Given information:
_____

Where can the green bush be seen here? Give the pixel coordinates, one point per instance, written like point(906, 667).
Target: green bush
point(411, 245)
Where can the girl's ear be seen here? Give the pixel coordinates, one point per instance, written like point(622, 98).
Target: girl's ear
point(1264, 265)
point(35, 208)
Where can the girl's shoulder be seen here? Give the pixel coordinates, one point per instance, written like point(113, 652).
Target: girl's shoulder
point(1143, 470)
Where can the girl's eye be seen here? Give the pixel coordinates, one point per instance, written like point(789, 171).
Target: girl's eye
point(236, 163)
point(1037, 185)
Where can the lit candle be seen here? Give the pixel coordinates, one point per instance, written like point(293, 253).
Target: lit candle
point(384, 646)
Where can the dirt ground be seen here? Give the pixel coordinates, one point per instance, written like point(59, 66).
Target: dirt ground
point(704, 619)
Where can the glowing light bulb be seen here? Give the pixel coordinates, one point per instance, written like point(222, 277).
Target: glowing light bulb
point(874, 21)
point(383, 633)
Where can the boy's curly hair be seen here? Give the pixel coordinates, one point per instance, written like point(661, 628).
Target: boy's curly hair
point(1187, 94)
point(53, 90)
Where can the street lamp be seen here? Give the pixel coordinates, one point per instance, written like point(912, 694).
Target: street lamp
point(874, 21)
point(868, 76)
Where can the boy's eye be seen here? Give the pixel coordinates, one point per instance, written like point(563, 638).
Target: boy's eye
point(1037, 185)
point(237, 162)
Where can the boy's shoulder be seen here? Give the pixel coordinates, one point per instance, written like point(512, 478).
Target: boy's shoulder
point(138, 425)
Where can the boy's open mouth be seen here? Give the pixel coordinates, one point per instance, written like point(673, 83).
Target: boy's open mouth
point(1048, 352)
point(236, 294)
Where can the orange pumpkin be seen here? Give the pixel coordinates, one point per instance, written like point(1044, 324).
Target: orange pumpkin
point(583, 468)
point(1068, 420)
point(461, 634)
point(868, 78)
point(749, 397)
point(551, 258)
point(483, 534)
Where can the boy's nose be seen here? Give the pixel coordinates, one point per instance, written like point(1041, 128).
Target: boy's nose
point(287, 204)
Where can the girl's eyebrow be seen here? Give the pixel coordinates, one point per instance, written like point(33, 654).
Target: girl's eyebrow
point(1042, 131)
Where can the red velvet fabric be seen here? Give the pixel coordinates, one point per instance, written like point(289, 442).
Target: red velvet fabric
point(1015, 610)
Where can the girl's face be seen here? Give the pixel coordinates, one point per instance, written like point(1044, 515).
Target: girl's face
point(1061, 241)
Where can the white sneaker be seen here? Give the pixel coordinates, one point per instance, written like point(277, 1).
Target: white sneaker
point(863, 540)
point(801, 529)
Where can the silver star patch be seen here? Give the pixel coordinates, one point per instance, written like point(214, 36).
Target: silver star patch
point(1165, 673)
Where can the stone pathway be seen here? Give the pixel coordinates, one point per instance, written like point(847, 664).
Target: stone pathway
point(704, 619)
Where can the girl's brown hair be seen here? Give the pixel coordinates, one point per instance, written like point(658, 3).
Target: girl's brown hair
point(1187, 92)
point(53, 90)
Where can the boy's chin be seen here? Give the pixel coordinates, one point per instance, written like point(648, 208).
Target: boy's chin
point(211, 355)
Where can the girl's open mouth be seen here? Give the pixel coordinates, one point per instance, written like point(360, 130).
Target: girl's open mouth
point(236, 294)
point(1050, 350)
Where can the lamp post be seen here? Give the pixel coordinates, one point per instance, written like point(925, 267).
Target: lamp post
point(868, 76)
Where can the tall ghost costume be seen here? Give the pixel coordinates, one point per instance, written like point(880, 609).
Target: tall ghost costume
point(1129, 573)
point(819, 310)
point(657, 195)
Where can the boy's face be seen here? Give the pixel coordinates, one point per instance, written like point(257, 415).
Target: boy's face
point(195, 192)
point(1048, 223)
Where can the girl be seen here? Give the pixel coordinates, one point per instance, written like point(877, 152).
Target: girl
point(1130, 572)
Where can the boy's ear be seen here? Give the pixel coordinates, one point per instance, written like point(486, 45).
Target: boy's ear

_____

Task item: Write out all of the records word for word.

Answer to this exercise:
Where can the green bush be seen here? Give the pixel coordinates, one point per instance, written like point(906, 667).
Target: green bush
point(411, 245)
Where can the girl's ear be seen here? Give the pixel coordinates, one point per instance, written like point(622, 98).
Target: girl's ear
point(1264, 265)
point(35, 208)
Where can the girl's shoulder be seen here? Give the pixel coordinates, one point per instance, written like point(113, 652).
Target: girl's shoulder
point(1143, 470)
Where can the girl's eye be seen here? Give the pixel coordinates, one point per instance, written like point(789, 171).
Target: girl's eye
point(236, 163)
point(1037, 185)
Where can the lit candle be seen here? Give the pixel coordinates, one point per instance, written like point(293, 253).
Target: lit candle
point(384, 646)
Where can the dirt ground be seen here? Give the pixel coordinates, one point per instance, written like point(59, 66).
Target: dirt ground
point(704, 619)
Where can the glowing light bulb be seen here? Give the pixel coordinates, one point per instance, written like point(222, 277).
Target: glowing light bulb
point(874, 21)
point(383, 633)
Where can the boy's curly hair be seen here? Give the pixel coordinates, one point per instance, written like point(661, 628).
Target: boy's curly hair
point(1187, 94)
point(53, 90)
Where can the street lamp be seen here? Give the pixel coordinates, one point per instance, written like point(912, 694).
Target: street lamp
point(874, 21)
point(868, 76)
Where can the boy's eye be seen here? Give the pixel coordinates, one point per instance, written like point(563, 638).
Target: boy's eye
point(1037, 185)
point(237, 162)
Where can the boy's shoulder be seen here? Give the pixel coordinates, one point per instance, written like point(512, 478).
Target: boy's shoulder
point(138, 425)
Where can the boy's open mouth be seen here? Give the pixel coordinates, one point per instance, written like point(673, 83).
Target: boy's open mouth
point(1048, 352)
point(236, 294)
Where can the orange pumpkin be seen here? Give the pixel coordinates, one point per instance, written like point(1044, 324).
Target: orange pumpkin
point(583, 468)
point(1068, 420)
point(461, 634)
point(868, 78)
point(749, 397)
point(551, 258)
point(483, 534)
Where can the boy's nose be seen here? Give the pixel coordinates, one point per instance, written like point(1041, 128).
Target: boy's nose
point(287, 204)
Where can the girl's eyebrow be seen here? Give the pixel coordinates, one point per instance, written like point(33, 654).
Target: girl's eyebrow
point(1042, 131)
Where can the red velvet fabric be seen here? Give the pixel coordinates, one point per instance, written like point(289, 442).
Target: red velvet fabric
point(1015, 610)
Where can the girl's face be seen here? Give the pixel coordinates, one point per instance, written like point(1044, 515).
Target: girl's face
point(1061, 241)
Where can the white sneaker be seen here? Give the pixel coordinates, one point per instance, written like point(277, 1).
Target: white sneaker
point(863, 540)
point(801, 529)
Where can the silver star patch be seen here? Give the pixel coordinates, one point per instance, written like point(214, 36).
Target: silver star patch
point(1165, 673)
Where can the stone pathway be seen here? Give the pixel coordinates, one point per instance, written like point(847, 664).
Target: stone pathway
point(704, 619)
Where can the girl's brown hair be seen here? Give the pixel coordinates, one point per instance, written like point(658, 3).
Target: girl's brown hair
point(1187, 92)
point(53, 90)
Where can the boy's chin be seen here? Give the pixel coordinates, one point per instance, written like point(648, 208).
Target: boy's chin
point(211, 355)
Where can the girl's open mouth be seen here? Give the pixel coordinates, one point per instance, written like point(360, 130).
Target: girl's open mouth
point(236, 294)
point(1050, 350)
Where can the lamp post be seen here? Give the pixel coordinates, one point per instance, written like point(925, 267).
Target: lamp post
point(868, 76)
Where can the tall ghost costume be seen here? Give the pixel coordinates, one point per instance, written like point(880, 609).
Target: tall ghost costume
point(1129, 573)
point(819, 310)
point(657, 195)
Where can the boy's face be seen here? Give the pixel coordinates, one point per instance, written like point(257, 415).
Target: boy's face
point(195, 192)
point(1048, 223)
Where can the girl be seen here? Give the pixel coordinates, one point per instance, written like point(877, 152).
Target: girl
point(1130, 572)
Where can the boy's ear be seen here? Give the pixel coordinates, one point per instance, written like point(486, 45).
Target: boy's ear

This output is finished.